TASK TO CARRY OUT -> Reproduce precisely the lines of the listing below, starting with the line that contains "Target: round coffee table" and stopping after the line that contains "Target: sofa armrest"; include nothing else.

DATA LISTING ->
------------------------------------

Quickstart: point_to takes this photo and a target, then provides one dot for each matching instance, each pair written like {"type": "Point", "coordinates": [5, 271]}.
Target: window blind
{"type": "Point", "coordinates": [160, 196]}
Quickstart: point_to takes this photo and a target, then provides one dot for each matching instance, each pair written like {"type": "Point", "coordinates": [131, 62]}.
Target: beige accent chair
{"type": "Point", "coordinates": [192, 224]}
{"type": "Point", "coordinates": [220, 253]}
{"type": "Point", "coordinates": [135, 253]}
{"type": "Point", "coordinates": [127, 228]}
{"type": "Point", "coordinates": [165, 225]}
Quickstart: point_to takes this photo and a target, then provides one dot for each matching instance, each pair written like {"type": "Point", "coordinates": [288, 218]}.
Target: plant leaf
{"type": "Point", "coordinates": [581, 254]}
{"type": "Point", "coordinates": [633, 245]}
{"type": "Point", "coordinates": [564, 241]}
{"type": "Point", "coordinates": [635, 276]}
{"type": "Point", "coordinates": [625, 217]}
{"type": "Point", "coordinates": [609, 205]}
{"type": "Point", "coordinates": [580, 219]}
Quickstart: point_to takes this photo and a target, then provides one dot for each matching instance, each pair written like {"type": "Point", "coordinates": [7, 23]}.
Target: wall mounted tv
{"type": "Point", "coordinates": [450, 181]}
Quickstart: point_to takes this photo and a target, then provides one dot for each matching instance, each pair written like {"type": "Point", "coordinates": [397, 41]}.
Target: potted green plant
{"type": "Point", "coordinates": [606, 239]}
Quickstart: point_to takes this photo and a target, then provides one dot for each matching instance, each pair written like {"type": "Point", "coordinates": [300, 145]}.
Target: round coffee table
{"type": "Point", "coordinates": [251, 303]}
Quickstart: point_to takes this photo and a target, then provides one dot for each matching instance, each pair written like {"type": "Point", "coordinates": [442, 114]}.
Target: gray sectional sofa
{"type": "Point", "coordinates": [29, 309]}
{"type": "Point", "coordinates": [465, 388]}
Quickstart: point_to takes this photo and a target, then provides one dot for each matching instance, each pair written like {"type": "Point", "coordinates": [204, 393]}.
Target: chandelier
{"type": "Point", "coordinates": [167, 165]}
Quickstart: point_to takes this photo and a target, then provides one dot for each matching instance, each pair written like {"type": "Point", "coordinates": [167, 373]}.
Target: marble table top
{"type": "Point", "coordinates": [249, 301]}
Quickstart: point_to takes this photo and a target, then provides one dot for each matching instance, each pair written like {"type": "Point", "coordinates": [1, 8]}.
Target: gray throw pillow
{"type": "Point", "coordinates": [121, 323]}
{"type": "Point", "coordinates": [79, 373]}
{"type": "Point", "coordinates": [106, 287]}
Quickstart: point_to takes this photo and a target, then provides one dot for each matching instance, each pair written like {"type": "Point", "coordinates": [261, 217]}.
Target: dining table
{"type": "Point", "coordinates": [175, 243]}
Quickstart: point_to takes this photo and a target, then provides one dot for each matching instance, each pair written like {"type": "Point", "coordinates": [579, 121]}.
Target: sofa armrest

------------------------------------

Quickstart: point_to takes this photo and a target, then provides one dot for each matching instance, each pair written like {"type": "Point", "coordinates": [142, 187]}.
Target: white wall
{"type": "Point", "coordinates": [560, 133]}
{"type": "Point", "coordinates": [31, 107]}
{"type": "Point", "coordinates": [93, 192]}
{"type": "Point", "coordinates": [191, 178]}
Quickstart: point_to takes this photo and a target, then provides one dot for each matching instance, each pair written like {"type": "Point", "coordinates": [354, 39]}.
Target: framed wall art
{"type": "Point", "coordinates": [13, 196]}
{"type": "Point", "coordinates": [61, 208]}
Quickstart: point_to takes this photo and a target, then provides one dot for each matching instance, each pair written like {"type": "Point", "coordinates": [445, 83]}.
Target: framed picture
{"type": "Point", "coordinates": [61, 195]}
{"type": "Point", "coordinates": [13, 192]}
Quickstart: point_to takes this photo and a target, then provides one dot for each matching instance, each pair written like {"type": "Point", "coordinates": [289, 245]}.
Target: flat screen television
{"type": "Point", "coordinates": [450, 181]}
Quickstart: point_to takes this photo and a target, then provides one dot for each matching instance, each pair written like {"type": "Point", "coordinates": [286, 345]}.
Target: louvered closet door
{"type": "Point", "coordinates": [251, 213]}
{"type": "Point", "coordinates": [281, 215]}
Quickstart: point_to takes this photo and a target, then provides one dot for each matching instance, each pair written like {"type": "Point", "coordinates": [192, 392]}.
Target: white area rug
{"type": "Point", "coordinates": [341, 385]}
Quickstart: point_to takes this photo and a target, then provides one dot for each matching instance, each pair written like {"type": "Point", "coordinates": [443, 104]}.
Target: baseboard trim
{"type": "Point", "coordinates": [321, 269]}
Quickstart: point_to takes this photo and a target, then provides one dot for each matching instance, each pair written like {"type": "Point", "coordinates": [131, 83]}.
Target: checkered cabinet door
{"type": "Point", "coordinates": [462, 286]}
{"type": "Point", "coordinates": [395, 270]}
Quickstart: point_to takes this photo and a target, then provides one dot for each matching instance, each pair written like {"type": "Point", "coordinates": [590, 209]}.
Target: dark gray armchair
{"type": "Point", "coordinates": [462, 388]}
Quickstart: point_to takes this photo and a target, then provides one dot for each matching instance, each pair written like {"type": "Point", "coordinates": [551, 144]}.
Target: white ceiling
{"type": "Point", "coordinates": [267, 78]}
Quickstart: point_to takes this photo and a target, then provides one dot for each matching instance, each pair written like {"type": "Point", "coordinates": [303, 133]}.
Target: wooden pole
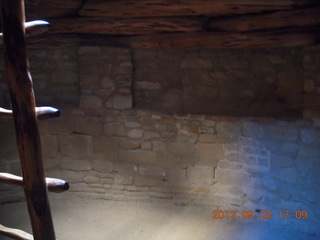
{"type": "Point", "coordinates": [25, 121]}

------------------------------------

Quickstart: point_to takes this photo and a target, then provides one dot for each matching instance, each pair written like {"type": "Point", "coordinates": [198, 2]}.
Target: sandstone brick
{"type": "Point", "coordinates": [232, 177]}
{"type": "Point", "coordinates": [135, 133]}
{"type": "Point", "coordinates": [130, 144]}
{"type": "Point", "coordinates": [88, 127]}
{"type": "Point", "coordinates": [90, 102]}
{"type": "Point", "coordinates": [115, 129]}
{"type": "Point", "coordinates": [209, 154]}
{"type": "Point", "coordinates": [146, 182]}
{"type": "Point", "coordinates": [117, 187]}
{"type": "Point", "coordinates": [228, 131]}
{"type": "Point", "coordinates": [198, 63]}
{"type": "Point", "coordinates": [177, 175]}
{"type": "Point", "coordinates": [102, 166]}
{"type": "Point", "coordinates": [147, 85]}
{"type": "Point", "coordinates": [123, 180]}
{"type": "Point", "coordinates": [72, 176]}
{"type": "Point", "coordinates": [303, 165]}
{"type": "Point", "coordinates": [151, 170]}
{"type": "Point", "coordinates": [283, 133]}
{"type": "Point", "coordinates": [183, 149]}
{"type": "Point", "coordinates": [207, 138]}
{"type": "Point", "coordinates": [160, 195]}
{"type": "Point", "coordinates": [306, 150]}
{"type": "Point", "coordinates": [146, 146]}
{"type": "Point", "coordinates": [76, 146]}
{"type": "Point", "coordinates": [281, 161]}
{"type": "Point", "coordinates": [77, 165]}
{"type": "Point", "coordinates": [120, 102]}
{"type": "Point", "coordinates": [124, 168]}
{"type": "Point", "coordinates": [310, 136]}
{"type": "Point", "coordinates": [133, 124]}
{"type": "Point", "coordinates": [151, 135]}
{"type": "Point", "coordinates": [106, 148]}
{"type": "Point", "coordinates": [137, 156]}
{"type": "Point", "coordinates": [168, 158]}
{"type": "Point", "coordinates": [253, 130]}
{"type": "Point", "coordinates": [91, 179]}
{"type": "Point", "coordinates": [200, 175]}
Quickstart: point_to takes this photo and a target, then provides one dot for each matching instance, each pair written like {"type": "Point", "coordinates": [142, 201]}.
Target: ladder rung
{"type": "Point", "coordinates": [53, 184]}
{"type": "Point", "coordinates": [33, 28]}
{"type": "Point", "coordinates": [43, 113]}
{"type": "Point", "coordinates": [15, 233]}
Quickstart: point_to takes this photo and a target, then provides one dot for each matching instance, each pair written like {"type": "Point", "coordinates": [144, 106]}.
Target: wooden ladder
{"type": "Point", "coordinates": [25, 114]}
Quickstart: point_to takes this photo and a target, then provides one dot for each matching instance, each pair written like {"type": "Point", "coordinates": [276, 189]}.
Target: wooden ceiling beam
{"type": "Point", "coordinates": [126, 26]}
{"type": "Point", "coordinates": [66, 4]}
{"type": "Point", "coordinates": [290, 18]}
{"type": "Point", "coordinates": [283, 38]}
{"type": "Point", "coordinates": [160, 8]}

------------------------------------

RESULT OF THIS TASK ->
Target: round coffee table
{"type": "Point", "coordinates": [251, 303]}
Quickstart: point_to takes this photo and a target, then provides one dot for each matching instance, each pair written like {"type": "Point", "coordinates": [442, 114]}.
Target: gray sectional sofa
{"type": "Point", "coordinates": [29, 309]}
{"type": "Point", "coordinates": [465, 388]}
Quickstart: point_to takes this photo and a target, then provides one dot for each matching instance, each pair written like {"type": "Point", "coordinates": [204, 393]}.
Target: chandelier
{"type": "Point", "coordinates": [167, 165]}
Quickstart: point_to takes this photo and a target, then provides one dot for each matching instance, each pair written like {"type": "Point", "coordinates": [167, 373]}.
Target: marble table top
{"type": "Point", "coordinates": [249, 301]}
Quickstart: point_to takes this photo and a target, then provides one dot for each matching instance, each pair written like {"type": "Point", "coordinates": [1, 8]}.
Target: gray throw pillow
{"type": "Point", "coordinates": [121, 323]}
{"type": "Point", "coordinates": [79, 373]}
{"type": "Point", "coordinates": [106, 287]}
Quickstart: point_to takes this photo and a target, then provides one dot for each matching instance, each pair written like {"type": "Point", "coordinates": [261, 217]}.
Target: dining table
{"type": "Point", "coordinates": [175, 243]}
Quickstart: point_to takes this photo and a target, then provides one dot for each matching instance, each pair written like {"type": "Point", "coordinates": [579, 121]}.
Target: sofa armrest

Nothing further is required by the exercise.